> _SHORT PROBLEM_
Please copy these entries word for word, leaving out the pictures.
--------------------------------
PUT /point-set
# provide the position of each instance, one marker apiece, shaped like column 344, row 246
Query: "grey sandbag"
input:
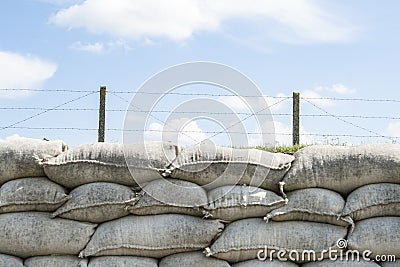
column 56, row 261
column 231, row 203
column 196, row 258
column 22, row 157
column 28, row 234
column 380, row 235
column 153, row 236
column 314, row 205
column 97, row 202
column 267, row 263
column 344, row 168
column 122, row 261
column 218, row 166
column 242, row 240
column 107, row 162
column 342, row 263
column 374, row 200
column 390, row 264
column 10, row 261
column 165, row 196
column 31, row 194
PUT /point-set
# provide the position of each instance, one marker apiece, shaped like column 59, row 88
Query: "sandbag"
column 230, row 203
column 342, row 263
column 157, row 198
column 375, row 200
column 380, row 235
column 106, row 162
column 267, row 263
column 314, row 205
column 192, row 259
column 344, row 168
column 22, row 157
column 10, row 261
column 122, row 261
column 31, row 194
column 28, row 234
column 218, row 166
column 97, row 202
column 56, row 261
column 244, row 239
column 153, row 236
column 390, row 264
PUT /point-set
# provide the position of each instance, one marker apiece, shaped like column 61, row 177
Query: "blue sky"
column 324, row 48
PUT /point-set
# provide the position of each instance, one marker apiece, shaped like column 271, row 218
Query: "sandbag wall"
column 197, row 207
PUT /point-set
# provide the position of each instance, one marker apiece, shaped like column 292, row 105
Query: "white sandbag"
column 344, row 168
column 267, row 263
column 153, row 236
column 218, row 166
column 31, row 194
column 249, row 238
column 97, row 202
column 342, row 263
column 56, row 261
column 10, row 261
column 374, row 200
column 312, row 204
column 380, row 235
column 187, row 198
column 122, row 261
column 22, row 157
column 28, row 234
column 107, row 162
column 230, row 203
column 196, row 258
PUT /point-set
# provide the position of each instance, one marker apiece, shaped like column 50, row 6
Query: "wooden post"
column 102, row 114
column 296, row 118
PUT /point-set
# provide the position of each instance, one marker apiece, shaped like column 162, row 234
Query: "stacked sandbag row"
column 205, row 206
column 368, row 179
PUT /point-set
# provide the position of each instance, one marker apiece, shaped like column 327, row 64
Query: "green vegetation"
column 282, row 149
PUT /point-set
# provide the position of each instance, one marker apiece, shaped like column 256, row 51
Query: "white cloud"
column 283, row 135
column 11, row 137
column 393, row 129
column 293, row 21
column 316, row 98
column 18, row 71
column 93, row 48
column 336, row 88
column 99, row 47
column 183, row 132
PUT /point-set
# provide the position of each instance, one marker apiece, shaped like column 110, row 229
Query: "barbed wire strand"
column 154, row 117
column 201, row 94
column 45, row 111
column 348, row 122
column 242, row 120
column 200, row 112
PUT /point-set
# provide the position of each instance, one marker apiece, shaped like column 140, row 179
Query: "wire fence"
column 362, row 126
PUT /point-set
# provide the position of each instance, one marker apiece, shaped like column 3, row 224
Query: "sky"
column 338, row 54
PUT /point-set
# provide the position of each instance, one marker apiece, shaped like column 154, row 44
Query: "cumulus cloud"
column 93, row 48
column 100, row 47
column 316, row 98
column 292, row 21
column 19, row 71
column 180, row 131
column 337, row 88
column 393, row 129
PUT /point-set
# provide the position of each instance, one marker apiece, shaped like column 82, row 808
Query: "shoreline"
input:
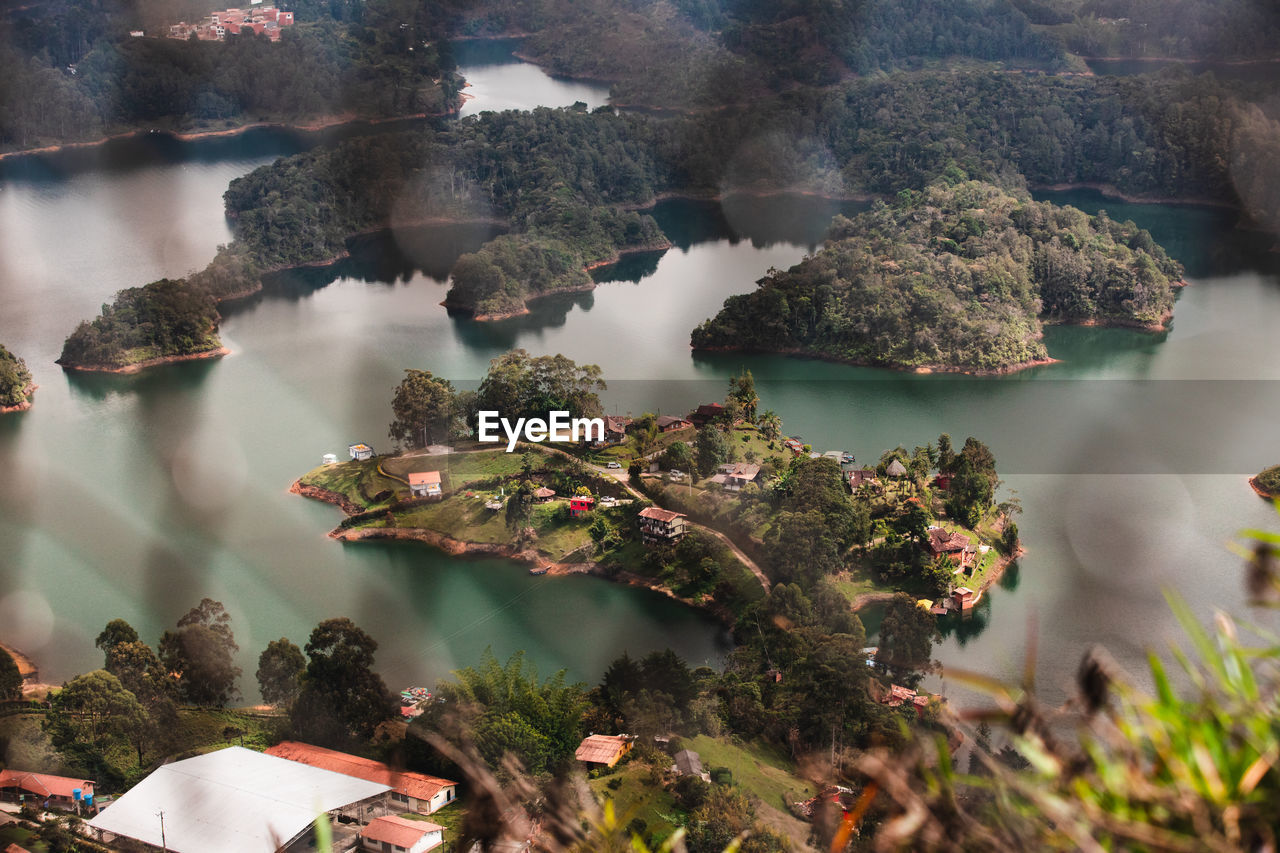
--------------------------------
> _OUTPUT BELOW_
PUT /point-set
# provide the position of each instance, one marker apiece, shaped like column 344, row 246
Query: "grey sandbag"
input:
column 56, row 261
column 231, row 203
column 196, row 258
column 22, row 157
column 28, row 234
column 380, row 235
column 153, row 236
column 314, row 205
column 97, row 202
column 267, row 263
column 344, row 168
column 122, row 261
column 218, row 166
column 242, row 240
column 107, row 162
column 342, row 263
column 374, row 200
column 390, row 264
column 10, row 261
column 165, row 196
column 31, row 194
PUT /point-set
# provide the position of each instance, one marker apiece, shaped like column 59, row 88
Query: "sandbag"
column 230, row 203
column 342, row 263
column 157, row 198
column 375, row 200
column 380, row 235
column 106, row 162
column 267, row 263
column 314, row 205
column 192, row 259
column 344, row 168
column 22, row 157
column 10, row 261
column 122, row 261
column 31, row 194
column 28, row 234
column 218, row 166
column 97, row 202
column 56, row 261
column 244, row 239
column 153, row 236
column 390, row 264
PUT /point-set
# provide the position of each instance, one marker apiece, shaped like column 61, row 177
Query: "blue sky"
column 324, row 48
PUT /point-set
# provide the position of each instance, one marker apiece, shaped like column 271, row 218
Query: "sandbag wall"
column 197, row 207
PUT /point-set
# provide the position of each instance, one marker apiece, shaped like column 292, row 105
Query: "white sandbag"
column 344, row 168
column 267, row 263
column 153, row 236
column 218, row 166
column 31, row 194
column 249, row 238
column 97, row 202
column 342, row 263
column 56, row 261
column 10, row 261
column 374, row 200
column 312, row 204
column 380, row 235
column 187, row 198
column 122, row 261
column 22, row 157
column 28, row 234
column 107, row 162
column 230, row 203
column 196, row 258
PUT /point-set
# provide the position of each instance, one marker apiece, shaped like column 50, row 6
Query: "wooden post"
column 102, row 114
column 296, row 118
PUT /point-set
# provide the position of each instance, one marker apiece, shaped like column 162, row 234
Query: "stacked sandbag row"
column 205, row 206
column 368, row 179
PUT /point-set
# provide the position of each instance, one marker apiece, shaped like column 327, row 64
Query: "green vegetation"
column 282, row 149
PUT /point-set
# provide the position of each instance, one marker apiece, shaped like column 256, row 51
Query: "white cloud"
column 283, row 135
column 11, row 137
column 393, row 129
column 293, row 21
column 316, row 98
column 18, row 71
column 93, row 48
column 336, row 88
column 99, row 47
column 183, row 132
PUT /point-set
# provide the position of each instance, one marker apiece, shaped like column 110, row 229
Query: "barbed wire strand"
column 154, row 117
column 201, row 94
column 45, row 111
column 348, row 122
column 242, row 120
column 200, row 112
PUT /point-set
# provide the position of each instance, one marker apiece, shaped like column 140, row 179
Query: "wire fence"
column 362, row 126
PUT /point-set
# provide the position of each instance, one marker apiece, shaped like column 3, row 224
Query: "sky"
column 338, row 54
PUT /point-set
# provide the position of each instance, one marker apiece, shaped like column 154, row 44
Query: "cumulus cloud"
column 93, row 48
column 100, row 47
column 316, row 98
column 292, row 21
column 19, row 71
column 180, row 131
column 337, row 88
column 393, row 129
PUT /point-set
# provide the position of each instance, one marker apiece, shaped like column 82, row 808
Query: "shoreline"
input:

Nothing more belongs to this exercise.